##### TEXTO PARA LEITURA

Nascido e criado no Morro de São Carlos, no bairro do Estácio, Luiz Melodia sempre teve o samba em suas veias, mas, misturado à música que ouviu no rádio, da jovem guarda ao rock, passando por baião, choro, bolero, reggae e o que mais atraísse sua fina sensibilidade. Daí ter desenvolvido um natural e pessoal sincretismo que, no início dos anos 1970, encantou a agitadores culturais como o poeta Waly Salomão, o artista plástico Hélio Oiticica e o cineasta Ivan Cardoso.
Waly, que na época trabalhava com Gal Costa no que viria ser o show divisor de águas “Fa-Tal: Gal a todo vapor” (1972), apresentou Melodia à cantora, que incluiu no roteiro a balada “Pérola negra”, pérola que encanta tanto pela melodia envolvente quanto pela forte poesia, marcada por imagens inusitadas: “Rasgue a camisa / enxugue meu pranto / Como prova de amor, mostre o teu novo canto / Escreva no quadro em palavras gigantes: 'Pérola Negra, te amo, te amo'".
Ainda nesse ano foi a vez de Maria Bethânia se encantar (e encantar o Brasil) com “Estácio, Holly Estácio”, outro clássico, gravado no álbum “Drama”.

##########
##### DADOS DE ORIGEM

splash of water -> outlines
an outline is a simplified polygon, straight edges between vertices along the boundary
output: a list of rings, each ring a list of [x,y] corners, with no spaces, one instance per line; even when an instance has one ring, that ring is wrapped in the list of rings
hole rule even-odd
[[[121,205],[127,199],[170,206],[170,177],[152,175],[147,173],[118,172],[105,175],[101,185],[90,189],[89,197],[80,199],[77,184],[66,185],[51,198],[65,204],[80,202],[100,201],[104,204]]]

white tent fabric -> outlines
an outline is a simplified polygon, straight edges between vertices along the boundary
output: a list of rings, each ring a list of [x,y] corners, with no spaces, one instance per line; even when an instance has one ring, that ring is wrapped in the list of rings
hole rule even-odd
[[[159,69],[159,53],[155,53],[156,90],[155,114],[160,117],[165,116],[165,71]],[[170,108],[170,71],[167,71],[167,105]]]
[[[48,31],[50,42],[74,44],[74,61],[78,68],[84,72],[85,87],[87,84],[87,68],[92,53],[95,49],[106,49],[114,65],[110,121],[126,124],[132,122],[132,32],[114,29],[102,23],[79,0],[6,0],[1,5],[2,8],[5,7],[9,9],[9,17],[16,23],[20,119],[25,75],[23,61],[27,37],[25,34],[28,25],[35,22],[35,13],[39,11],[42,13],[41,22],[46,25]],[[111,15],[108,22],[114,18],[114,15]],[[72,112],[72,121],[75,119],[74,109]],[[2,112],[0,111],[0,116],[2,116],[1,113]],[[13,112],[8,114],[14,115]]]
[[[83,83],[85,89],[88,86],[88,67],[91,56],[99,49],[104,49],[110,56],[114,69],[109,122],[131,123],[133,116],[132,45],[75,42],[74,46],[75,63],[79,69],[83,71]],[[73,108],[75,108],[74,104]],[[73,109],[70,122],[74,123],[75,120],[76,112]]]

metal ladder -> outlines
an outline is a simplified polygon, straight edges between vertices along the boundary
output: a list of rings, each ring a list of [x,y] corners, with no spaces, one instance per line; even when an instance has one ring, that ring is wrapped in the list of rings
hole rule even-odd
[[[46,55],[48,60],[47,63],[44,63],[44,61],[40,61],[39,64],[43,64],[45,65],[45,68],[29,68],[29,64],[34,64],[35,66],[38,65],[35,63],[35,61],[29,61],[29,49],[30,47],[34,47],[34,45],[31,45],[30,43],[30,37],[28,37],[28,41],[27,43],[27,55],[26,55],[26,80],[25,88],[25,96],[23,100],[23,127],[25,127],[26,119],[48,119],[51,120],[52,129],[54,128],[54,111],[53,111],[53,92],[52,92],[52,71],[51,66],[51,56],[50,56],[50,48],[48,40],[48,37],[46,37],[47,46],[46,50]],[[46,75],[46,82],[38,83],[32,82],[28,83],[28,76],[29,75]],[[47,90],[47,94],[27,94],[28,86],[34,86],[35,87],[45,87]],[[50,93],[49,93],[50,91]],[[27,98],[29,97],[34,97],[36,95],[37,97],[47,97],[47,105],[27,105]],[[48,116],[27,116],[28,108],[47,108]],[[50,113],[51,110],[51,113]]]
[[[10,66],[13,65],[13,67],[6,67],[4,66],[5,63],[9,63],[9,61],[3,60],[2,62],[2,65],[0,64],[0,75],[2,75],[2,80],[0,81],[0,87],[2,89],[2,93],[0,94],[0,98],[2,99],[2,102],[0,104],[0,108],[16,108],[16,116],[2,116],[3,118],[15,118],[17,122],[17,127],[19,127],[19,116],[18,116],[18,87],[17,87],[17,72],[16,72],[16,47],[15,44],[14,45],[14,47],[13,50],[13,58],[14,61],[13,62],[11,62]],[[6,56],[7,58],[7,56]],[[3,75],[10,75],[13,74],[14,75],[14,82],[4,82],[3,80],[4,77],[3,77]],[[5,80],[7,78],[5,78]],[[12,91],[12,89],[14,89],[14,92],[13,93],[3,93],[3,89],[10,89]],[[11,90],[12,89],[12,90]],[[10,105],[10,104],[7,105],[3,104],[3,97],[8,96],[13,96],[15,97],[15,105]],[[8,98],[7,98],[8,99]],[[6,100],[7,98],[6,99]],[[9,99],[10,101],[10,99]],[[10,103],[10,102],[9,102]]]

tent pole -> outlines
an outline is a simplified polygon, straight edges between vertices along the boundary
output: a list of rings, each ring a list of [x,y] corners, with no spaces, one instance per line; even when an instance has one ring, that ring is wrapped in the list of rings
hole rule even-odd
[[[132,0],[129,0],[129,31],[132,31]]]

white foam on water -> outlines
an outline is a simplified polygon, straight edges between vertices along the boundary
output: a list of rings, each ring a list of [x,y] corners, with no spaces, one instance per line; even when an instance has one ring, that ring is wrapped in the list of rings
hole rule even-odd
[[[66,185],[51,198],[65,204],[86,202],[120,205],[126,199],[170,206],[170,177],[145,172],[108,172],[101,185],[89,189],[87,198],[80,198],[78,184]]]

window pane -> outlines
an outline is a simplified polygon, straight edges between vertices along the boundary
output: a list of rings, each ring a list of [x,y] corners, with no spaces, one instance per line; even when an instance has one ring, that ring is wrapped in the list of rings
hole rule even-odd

##########

● INSTRUÇÕES
1. Reescreva o trecho do texto sobre Luiz Melodia que vai de "Nascido e criado" até "cineasta Ivan Cardoso.", substituindo "rádio" por "toca-discos".
2. Traduza para o inglês a seguinte frase do texto sobre Luiz Melodia: "Ainda nesse ano foi a vez de Maria Bethânia se encantar (e encantar o Brasil) com “Estácio, Holly Estácio”, outro clássico, gravado no álbum “Drama”."
3. Dê continuidade ao texto sobre Luiz Melodia, começando logo após a última frase apresentada.
Os dados formam um material à parte, independente do texto.

● RESPOSTAS
1.
Nascido e criado no Morro de São Carlos, no bairro do Estácio, Luiz Melodia sempre teve o samba em suas veias, mas, misturado à música que ouviu no toca-discos, da jovem guarda ao rock, passando por baião, choro, bolero, reggae e o que mais atraísse sua fina sensibilidade. Daí ter desenvolvido um natural e pessoal sincretismo que, no início dos anos 1970, encantou a agitadores culturais como o poeta Waly Salomão, o artista plástico Hélio Oiticica e o cineasta Ivan Cardoso.

2. That same year it was Maria Bethânia's turn to be enchanted (and to enchant Brazil) with "Estácio, Holly Estácio," another classic, recorded on the album "Drama."

3.
Graças ao aval dessas duas divas da MPB, as portas da indústria se abriram para Luiz Melodia, que confirmou com sobras seu talento no fundamental disco “Pérola negra” (1973, selo Philips). Com direção de produção de Guilherme Araújo e produção musical do guitarrista Perinho Albuquerque, além de suas versões para “Pérola negra” e “Estácio, Holly Estácio”, que, por sinal, nada deviam às de Gal e Bethânia, o repertório trazia mais provas do grande compositor que surgia em canções como “Farrapo humano”, “Magrelinha”, “Objeto H”, “Forró de janeiro”, “Estácio, eu e você” e “Vale quanto pesa”.
Seu segundo disco, "Maravilhas contemporâneas” (1976, Som Livre), manteve o nível da estreia, puxado pelo sucesso “Juventude transviada” (tema da novela “Pecado capital”) e ainda incluindo mais clássicos como a faixa-título, “Congênito”, “Veleiro azul” (esta, regravada há dois anos por Mariana de Moraes) e “Memórias modestas”. Ao lado do intérprete também fora de série estavam muitos dos músicos que, na mesma época, criariam a Banda Black Rio, grupo que o acompanharia no álbum seguinte, “Mico de circo”(1978).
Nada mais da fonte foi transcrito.